本文試圖對上述這些根本性的生死問題,從佛教教義出發,依聖教量為依據,依真比量作抉擇,從“生死的形成,生死的類別,了脫生死的方法” 三方面作一些相應的探討,不足之處,誠請方家批評指正。
一、生死之形成
眾生既然定有生死,生死又是如何形成的呢?若欲回答這個問題,可從以下兩方面加以解說。
1、業果相續
佛教認為,生與死主要是由世間有漏業果相續顯現的;而業果的相續顯現,又主要是由無明煩惱作增上,導致人們有身口意的造作活動熏習成種招感變現而形成。這就是十二緣起中所說的“無明緣行、行緣識、識緣名色……”乃至招集純大苦蘊———生與老死。
根據《成唯識論》說,業有善、惡、不動三類。凡屬自利利他、帶道德性的業,稱為“善業”;自害害他、帶非道德性的業,稱為“惡業”;若是厭下趨上、呵欲棄蓋、修世間離欲禪定的業,稱為“不動業”。此中善業是招感(六欲)天、人、阿修羅三善道的主要因緣,惡業是招感地獄、餓鬼、旁生三惡道的主要因緣,不動業是招感色、無色二界的主要因緣。由於眾生在造業時,多為善惡夾雜的黑白業,而不是純粹一類的善業或惡業,因此,在善惡業交替轉化招果時則現有生死相。再說具體一點:善業現行時就有生相顯現,善業結束時就有死相顯現;以此類推,惡業現行時同樣有生相顯現,惡業結束時有死相顯現。同是善業或惡業,也有上、中、下不同等差的交替與轉化;就是相同的中等善業或中等惡業,也有諸多滿業上的差別,同樣還有一期業盡、新業現前、生滅滅生、前後不斷交替轉化的生死相出現。

******

將上方論述生死形成的文本逐字完整抄錄一遍,不得增刪或改動任何字句。 所附條目與本練習無涉。

******

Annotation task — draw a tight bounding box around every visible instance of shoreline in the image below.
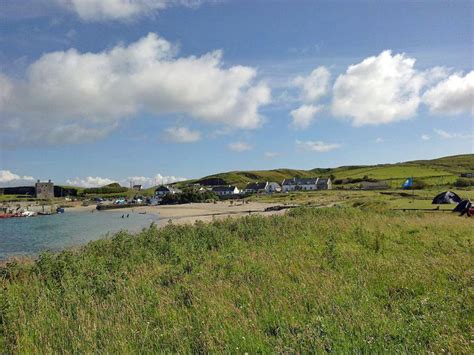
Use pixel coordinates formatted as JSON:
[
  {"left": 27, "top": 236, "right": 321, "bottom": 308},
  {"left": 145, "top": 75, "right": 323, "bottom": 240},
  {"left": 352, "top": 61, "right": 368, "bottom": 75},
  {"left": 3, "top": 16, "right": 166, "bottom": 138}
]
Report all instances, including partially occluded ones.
[
  {"left": 0, "top": 201, "right": 286, "bottom": 267},
  {"left": 66, "top": 201, "right": 285, "bottom": 227}
]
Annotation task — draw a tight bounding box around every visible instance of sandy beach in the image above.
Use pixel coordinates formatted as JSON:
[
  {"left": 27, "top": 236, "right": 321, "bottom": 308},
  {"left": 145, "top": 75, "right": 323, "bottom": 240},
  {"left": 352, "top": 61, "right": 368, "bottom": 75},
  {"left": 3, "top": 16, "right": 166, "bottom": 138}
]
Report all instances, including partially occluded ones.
[{"left": 66, "top": 201, "right": 286, "bottom": 226}]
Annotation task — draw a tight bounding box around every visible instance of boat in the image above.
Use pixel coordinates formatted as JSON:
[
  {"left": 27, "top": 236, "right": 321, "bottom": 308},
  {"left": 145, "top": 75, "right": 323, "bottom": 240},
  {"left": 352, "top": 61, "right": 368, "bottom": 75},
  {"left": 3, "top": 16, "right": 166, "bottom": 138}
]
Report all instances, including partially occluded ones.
[{"left": 0, "top": 213, "right": 21, "bottom": 218}]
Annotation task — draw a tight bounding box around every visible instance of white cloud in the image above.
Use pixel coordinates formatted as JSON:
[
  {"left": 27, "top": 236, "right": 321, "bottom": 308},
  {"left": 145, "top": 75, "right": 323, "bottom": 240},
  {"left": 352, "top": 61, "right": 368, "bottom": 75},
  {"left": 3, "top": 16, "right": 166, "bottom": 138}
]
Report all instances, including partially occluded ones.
[
  {"left": 423, "top": 71, "right": 474, "bottom": 114},
  {"left": 263, "top": 152, "right": 281, "bottom": 159},
  {"left": 0, "top": 170, "right": 35, "bottom": 187},
  {"left": 165, "top": 127, "right": 201, "bottom": 143},
  {"left": 0, "top": 33, "right": 270, "bottom": 143},
  {"left": 290, "top": 105, "right": 323, "bottom": 129},
  {"left": 296, "top": 140, "right": 341, "bottom": 153},
  {"left": 66, "top": 174, "right": 187, "bottom": 188},
  {"left": 227, "top": 142, "right": 252, "bottom": 153},
  {"left": 0, "top": 73, "right": 12, "bottom": 112},
  {"left": 332, "top": 51, "right": 430, "bottom": 126},
  {"left": 434, "top": 129, "right": 474, "bottom": 139},
  {"left": 293, "top": 66, "right": 331, "bottom": 103},
  {"left": 66, "top": 176, "right": 117, "bottom": 188},
  {"left": 58, "top": 0, "right": 204, "bottom": 21}
]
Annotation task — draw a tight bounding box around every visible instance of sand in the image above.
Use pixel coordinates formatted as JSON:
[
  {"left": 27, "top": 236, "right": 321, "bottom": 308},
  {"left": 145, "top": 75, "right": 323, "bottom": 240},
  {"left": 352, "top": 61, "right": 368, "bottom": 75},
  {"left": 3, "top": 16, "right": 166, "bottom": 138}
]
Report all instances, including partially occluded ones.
[{"left": 66, "top": 201, "right": 286, "bottom": 226}]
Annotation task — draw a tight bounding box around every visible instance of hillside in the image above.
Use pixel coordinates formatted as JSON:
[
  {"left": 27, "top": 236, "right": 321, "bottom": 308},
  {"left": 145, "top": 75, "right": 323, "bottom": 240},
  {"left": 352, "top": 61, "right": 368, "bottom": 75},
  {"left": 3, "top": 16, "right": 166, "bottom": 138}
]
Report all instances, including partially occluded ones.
[{"left": 176, "top": 154, "right": 474, "bottom": 188}]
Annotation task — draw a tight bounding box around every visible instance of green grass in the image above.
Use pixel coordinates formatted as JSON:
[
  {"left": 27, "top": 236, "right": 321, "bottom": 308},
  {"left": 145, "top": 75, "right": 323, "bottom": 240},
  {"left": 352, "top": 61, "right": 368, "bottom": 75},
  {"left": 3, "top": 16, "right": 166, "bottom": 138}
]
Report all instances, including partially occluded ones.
[
  {"left": 0, "top": 207, "right": 474, "bottom": 354},
  {"left": 176, "top": 154, "right": 474, "bottom": 188}
]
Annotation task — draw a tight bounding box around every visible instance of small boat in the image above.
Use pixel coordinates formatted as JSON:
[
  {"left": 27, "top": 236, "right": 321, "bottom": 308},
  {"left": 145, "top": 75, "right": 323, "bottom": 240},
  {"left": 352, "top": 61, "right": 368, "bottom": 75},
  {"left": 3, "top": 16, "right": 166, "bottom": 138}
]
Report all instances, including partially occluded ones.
[
  {"left": 21, "top": 211, "right": 37, "bottom": 217},
  {"left": 0, "top": 213, "right": 21, "bottom": 218}
]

******

練習結果
本文試圖對上述這些根本性的生死問題,從佛教教義出發,依聖教量為依據,依真比量作抉擇,從“生死的形成,生死的類別,了脫生死的方法” 三方面作一些相應的探討,不足之處,誠請方家批評指正。
一、生死之形成
眾生既然定有生死,生死又是如何形成的呢?若欲回答這個問題,可從以下兩方面加以解說。
1、業果相續
佛教認為,生與死主要是由世間有漏業果相續顯現的;而業果的相續顯現,又主要是由無明煩惱作增上,導致人們有身口意的造作活動熏習成種招感變現而形成。這就是十二緣起中所說的“無明緣行、行緣識、識緣名色……”乃至招集純大苦蘊———生與老死。
根據《成唯識論》說,業有善、惡、不動三類。凡屬自利利他、帶道德性的業,稱為“善業”;自害害他、帶非道德性的業,稱為“惡業”;若是厭下趨上、呵欲棄蓋、修世間離欲禪定的業,稱為“不動業”。此中善業是招感(六欲)天、人、阿修羅三善道的主要因緣,惡業是招感地獄、餓鬼、旁生三惡道的主要因緣,不動業是招感色、無色二界的主要因緣。由於眾生在造業時,多為善惡夾雜的黑白業,而不是純粹一類的善業或惡業,因此,在善惡業交替轉化招果時則現有生死相。再說具體一點:善業現行時就有生相顯現,善業結束時就有死相顯現;以此類推,惡業現行時同樣有生相顯現,惡業結束時有死相顯現。同是善業或惡業,也有上、中、下不同等差的交替與轉化;就是相同的中等善業或中等惡業,也有諸多滿業上的差別,同樣還有一期業盡、新業現前、生滅滅生、前後不斷交替轉化的生死相出現。